## start Data provided
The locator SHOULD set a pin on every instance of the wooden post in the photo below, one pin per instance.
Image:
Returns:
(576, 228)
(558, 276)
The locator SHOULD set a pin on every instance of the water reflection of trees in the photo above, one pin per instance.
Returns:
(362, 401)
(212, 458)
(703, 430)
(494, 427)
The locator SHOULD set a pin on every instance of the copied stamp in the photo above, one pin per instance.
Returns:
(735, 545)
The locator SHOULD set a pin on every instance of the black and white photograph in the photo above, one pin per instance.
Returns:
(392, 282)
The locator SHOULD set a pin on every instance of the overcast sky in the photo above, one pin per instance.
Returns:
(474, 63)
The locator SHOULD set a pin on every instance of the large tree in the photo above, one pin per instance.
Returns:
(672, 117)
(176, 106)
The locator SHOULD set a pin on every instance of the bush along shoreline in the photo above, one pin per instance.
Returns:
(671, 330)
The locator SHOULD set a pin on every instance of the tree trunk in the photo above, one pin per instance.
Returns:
## end Data provided
## start Data provided
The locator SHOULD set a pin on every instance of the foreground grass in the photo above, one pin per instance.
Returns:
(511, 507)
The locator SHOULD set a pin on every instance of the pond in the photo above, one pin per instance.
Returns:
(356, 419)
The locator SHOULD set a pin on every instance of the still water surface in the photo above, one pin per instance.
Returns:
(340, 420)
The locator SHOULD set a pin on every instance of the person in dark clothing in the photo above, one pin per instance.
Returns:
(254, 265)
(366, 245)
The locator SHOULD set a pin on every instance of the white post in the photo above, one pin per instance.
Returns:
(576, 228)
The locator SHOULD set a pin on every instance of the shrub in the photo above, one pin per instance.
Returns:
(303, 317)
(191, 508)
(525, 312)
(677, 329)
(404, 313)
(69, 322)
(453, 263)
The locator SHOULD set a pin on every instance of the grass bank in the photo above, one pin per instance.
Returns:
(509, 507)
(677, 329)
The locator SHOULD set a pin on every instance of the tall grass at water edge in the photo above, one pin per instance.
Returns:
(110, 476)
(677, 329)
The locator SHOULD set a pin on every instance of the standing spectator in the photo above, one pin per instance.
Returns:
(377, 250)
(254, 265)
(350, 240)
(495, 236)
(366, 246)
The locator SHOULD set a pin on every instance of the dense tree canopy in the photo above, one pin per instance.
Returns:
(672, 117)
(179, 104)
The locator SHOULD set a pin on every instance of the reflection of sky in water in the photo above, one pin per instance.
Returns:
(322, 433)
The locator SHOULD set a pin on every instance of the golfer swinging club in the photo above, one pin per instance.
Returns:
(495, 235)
## end Data provided
## start Data provided
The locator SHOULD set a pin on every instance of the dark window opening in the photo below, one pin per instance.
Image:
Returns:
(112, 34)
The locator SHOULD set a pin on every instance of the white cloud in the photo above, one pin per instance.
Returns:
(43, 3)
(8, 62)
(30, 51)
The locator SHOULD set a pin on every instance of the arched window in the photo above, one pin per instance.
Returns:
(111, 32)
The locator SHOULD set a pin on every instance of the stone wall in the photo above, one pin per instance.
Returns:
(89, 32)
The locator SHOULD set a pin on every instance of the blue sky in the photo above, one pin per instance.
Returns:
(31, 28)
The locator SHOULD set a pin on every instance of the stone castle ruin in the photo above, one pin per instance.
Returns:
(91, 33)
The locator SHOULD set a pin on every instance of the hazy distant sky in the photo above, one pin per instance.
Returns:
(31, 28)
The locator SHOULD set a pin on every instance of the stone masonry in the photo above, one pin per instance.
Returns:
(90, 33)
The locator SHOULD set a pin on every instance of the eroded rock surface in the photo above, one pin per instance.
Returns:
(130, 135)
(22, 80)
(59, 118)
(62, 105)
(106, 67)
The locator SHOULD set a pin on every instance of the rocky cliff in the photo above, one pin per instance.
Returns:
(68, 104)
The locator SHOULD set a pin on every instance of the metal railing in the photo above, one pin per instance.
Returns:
## end Data provided
What is asked: Locate and copy every line in the three blocks above that contains the string "surface". Case counts.

Finished exercise:
The locator SHOULD set a pin on every instance of the still water surface in the photo above, one pin per instance.
The locator SHOULD set a pin on every instance of the eroded rock surface in the photo above, one pin per instance.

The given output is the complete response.